## [What you need to do]
Below are several records. Retype exactly those lines running from the one with "[mark] road wheel" through the one with "[mark] dirt road", end lines included, and no others.
•••••
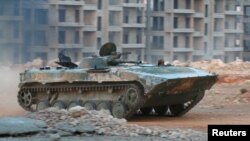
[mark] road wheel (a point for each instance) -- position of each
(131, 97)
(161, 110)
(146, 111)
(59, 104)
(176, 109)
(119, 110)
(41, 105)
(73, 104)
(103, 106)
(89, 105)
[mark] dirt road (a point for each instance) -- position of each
•••••
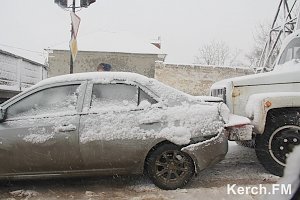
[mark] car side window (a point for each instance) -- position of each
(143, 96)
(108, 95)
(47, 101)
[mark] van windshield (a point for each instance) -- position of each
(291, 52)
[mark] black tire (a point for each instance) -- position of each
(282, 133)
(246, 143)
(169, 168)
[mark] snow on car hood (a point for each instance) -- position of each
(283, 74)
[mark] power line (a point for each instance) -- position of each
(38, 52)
•••••
## [Task solution]
[mark] road wheel (a point for each instance) -- position of each
(131, 97)
(161, 110)
(146, 111)
(59, 104)
(176, 109)
(119, 110)
(41, 105)
(73, 104)
(103, 106)
(89, 105)
[mark] dirt road (a point for each instance) -- position of each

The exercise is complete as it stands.